Copy out each of the following rows without altering anything in them.

#### Extracted material ####

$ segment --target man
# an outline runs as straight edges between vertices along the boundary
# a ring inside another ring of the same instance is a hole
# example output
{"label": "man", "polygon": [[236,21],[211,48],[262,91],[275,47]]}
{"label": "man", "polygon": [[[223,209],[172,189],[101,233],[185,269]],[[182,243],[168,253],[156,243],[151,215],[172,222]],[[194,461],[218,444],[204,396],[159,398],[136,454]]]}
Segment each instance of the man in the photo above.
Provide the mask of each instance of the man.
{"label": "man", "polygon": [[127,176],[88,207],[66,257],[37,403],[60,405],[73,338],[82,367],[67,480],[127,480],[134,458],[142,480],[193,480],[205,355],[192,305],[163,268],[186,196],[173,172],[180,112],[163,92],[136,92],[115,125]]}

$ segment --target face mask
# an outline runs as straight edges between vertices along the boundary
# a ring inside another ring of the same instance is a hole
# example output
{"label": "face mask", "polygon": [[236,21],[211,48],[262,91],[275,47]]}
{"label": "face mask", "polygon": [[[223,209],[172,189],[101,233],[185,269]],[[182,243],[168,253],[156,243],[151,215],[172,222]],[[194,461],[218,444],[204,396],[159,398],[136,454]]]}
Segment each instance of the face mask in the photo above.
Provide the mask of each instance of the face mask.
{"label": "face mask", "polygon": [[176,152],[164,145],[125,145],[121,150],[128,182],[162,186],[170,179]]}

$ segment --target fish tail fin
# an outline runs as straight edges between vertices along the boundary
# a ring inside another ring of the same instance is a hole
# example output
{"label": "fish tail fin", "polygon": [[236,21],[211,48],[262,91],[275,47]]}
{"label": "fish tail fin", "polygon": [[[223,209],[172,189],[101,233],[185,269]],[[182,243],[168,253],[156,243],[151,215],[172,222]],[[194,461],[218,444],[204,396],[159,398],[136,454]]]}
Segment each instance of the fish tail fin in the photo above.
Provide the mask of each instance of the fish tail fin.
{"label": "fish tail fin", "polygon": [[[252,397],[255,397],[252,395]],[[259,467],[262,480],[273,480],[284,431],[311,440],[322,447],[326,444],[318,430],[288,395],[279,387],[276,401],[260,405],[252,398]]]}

####

**Solution for this task**
$ segment --target man
# an outline runs as straight edges between vertices along the boundary
# a ring inside another ring of the same instance is a hole
# example output
{"label": "man", "polygon": [[236,21],[211,48],[262,91],[275,47]]}
{"label": "man", "polygon": [[[223,209],[172,189],[101,233],[185,269]],[[182,243],[168,253],[156,243],[151,215],[172,222]],[[194,461],[218,444],[204,396],[159,398],[136,454]]]}
Segment each instance of the man in the photo above.
Provide the mask of each instance of the man.
{"label": "man", "polygon": [[127,176],[88,207],[66,257],[37,403],[60,405],[73,338],[82,367],[67,480],[127,480],[134,458],[142,480],[193,480],[205,355],[192,305],[163,268],[186,196],[173,172],[180,112],[163,92],[136,92],[115,125]]}

$ segment --target face mask
# an outline runs as straight edges between vertices along the boundary
# a ring inside another ring of the same instance is a hole
# example output
{"label": "face mask", "polygon": [[236,21],[211,48],[262,91],[275,47]]}
{"label": "face mask", "polygon": [[[223,209],[172,189],[101,233],[185,269]],[[182,243],[168,253],[156,243],[151,215],[172,222]],[[194,461],[218,444],[204,396],[159,398],[136,454]]]}
Segment each instance of the face mask in the photo above.
Provide the mask of each instance of the face mask.
{"label": "face mask", "polygon": [[176,152],[164,145],[125,145],[121,150],[128,182],[162,186],[170,179]]}

$ segment --target fish tail fin
# an outline runs as straight edges between vertices along the boundary
# a ring inside another ring of the same instance is a hole
# example output
{"label": "fish tail fin", "polygon": [[236,21],[211,48],[262,91],[275,47]]}
{"label": "fish tail fin", "polygon": [[[223,209],[172,189],[101,233],[185,269]],[[182,243],[168,253],[156,243],[151,215],[172,222]],[[194,461],[218,444],[204,396],[159,398],[136,454]]]}
Segment each instance of the fish tail fin in the photo above.
Provide the mask of each instance of the fish tail fin.
{"label": "fish tail fin", "polygon": [[[252,397],[255,397],[252,395]],[[259,467],[262,480],[273,480],[284,431],[311,440],[322,447],[326,444],[318,430],[288,395],[279,387],[276,401],[260,405],[252,398]]]}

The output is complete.